BEGIN Input for this task

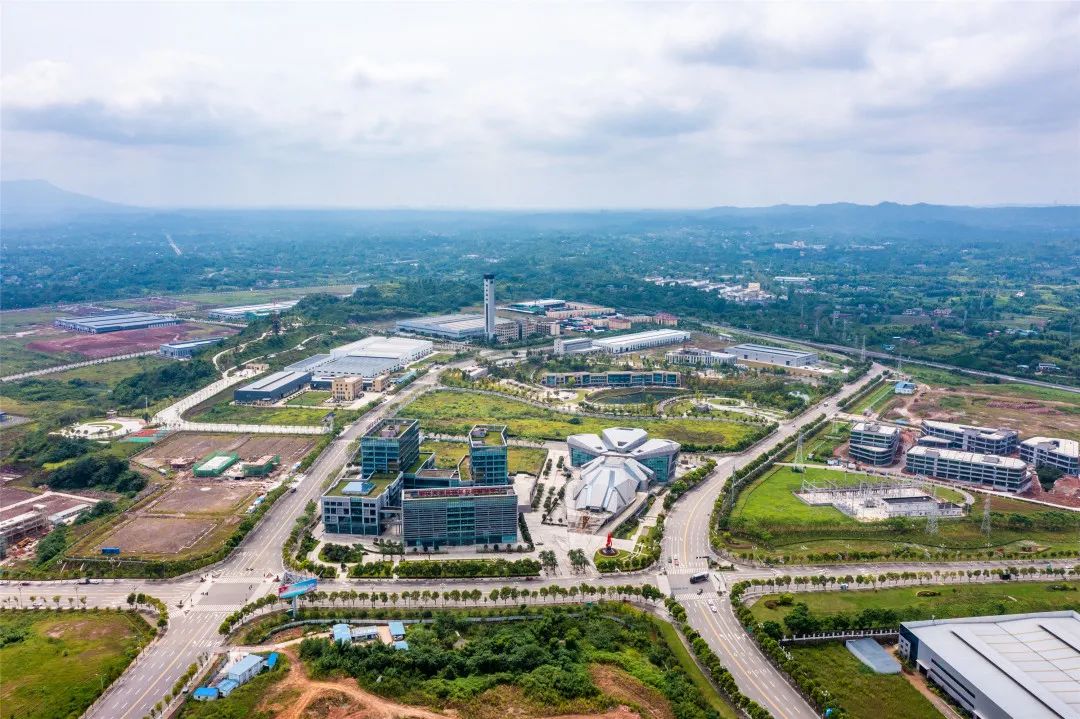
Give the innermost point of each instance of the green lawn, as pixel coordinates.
(859, 690)
(770, 515)
(875, 399)
(311, 398)
(247, 415)
(954, 600)
(57, 668)
(455, 412)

END Input for this task

Task prompt:
Copy out every line of the material above word for word, leaving out the pictures.

Worked answer:
Give the innermost point of each instance of the green lawn, as pixel coordinates.
(859, 690)
(770, 515)
(875, 399)
(311, 398)
(247, 415)
(954, 600)
(57, 668)
(455, 412)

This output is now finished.